# [PROVIDED TEXT]
Van den Berg said he was not optimistic that a sleep-off center would result in less drinking among the hardcore drinkers the patrol picks up, but he said Fairbanks would probably benefit from having a better place to take them.

Some people say it is a travesty to hold a person against their will at the jail for being drunk outside, van den Berg said.

“But that type of brass tacks, hands-off is going to result in people dying, because these guys are total babies out there on the street, and they need help, a lot of them, to not die,” he said. “There’s a view that says you’re just prolonging their ultimate demise and it’s very expensive, so go ahead and let them.

“And that’s the tension, I guess, is to respect their constitutional rights and if they die, they die, or don’t respect their constitutional rights and protect them in spite of themselves, and we have Title 47 that says, ‘Yeah, let’s protect them in spite of themselves’,” he said.

# [QUESTIONS TO ANSWER]
**1.** Translate this sentence from the passage on a Fairbanks sleep-off center into Spanish: "Some people say it is a travesty to hold a person against their will at the jail for being drunk outside, van den Berg said."
**2.** Write the next few sentences of the passage on a Fairbanks sleep-off center, picking up right after its final sentence.

# [DATASET EXTRACT]
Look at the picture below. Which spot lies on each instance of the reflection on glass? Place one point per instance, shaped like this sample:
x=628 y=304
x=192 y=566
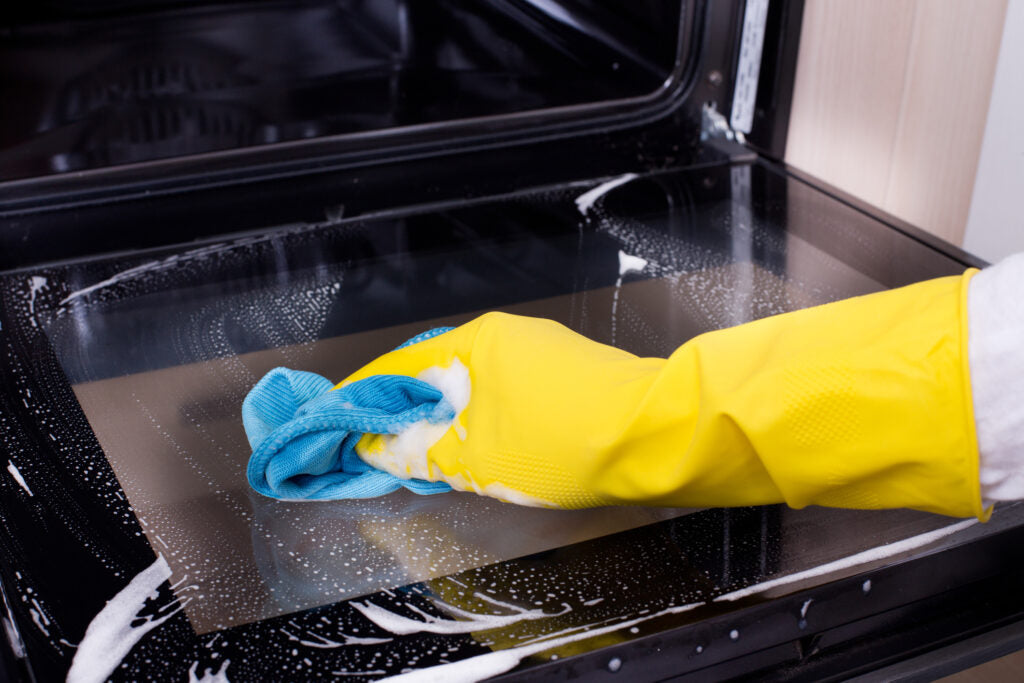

# [ANSWERS PROVIDED]
**1.** Algunas personas dicen que es una farsa retener a una persona contra su voluntad en la cárcel por estar borracha afuera, dijo van den Berg.

**2.**
In the wake of the report issued in November, van den Berg said he has been in meetings where local stakeholders expressed concern that Fairbanks Correctional Center will need to resist taking in as many people for protective custody holds or will someday take none at all to limit the Department of Corrections’ potential liability. One person likened the problem of picking up street inebriates to flying an airplane.

“As soon as you touch ’em, it’s like a plane that’s in the air, and it has to have a place to land,” the man said.

For the Community Service Patrol, the possibility of more pushback from the jail or hospital would make the mission of getting incapacitated people out of the life-threatening cold nearly impossible, van den Berg said.

“You wouldn’t want to go looking for them. You wouldn’t have anywhere to take them,” he said. “I don’t know what a sleep-off costs, but it’s been discussed for years. All things considered, it seems like the way to go.”

Eberhart, the city of Fairbanks’ mayor, agreed and said he has been talking to behavioral health experts about how to go about getting funding.

“I think this is definitely something that we need to address and that might be a very important missing piece of this continuum of care,” Eberhart said.

Asked if he is concerned that the Fairbanks jail might no longer take inebriates into protective custody before the city has another place for them, Eberhart said yes.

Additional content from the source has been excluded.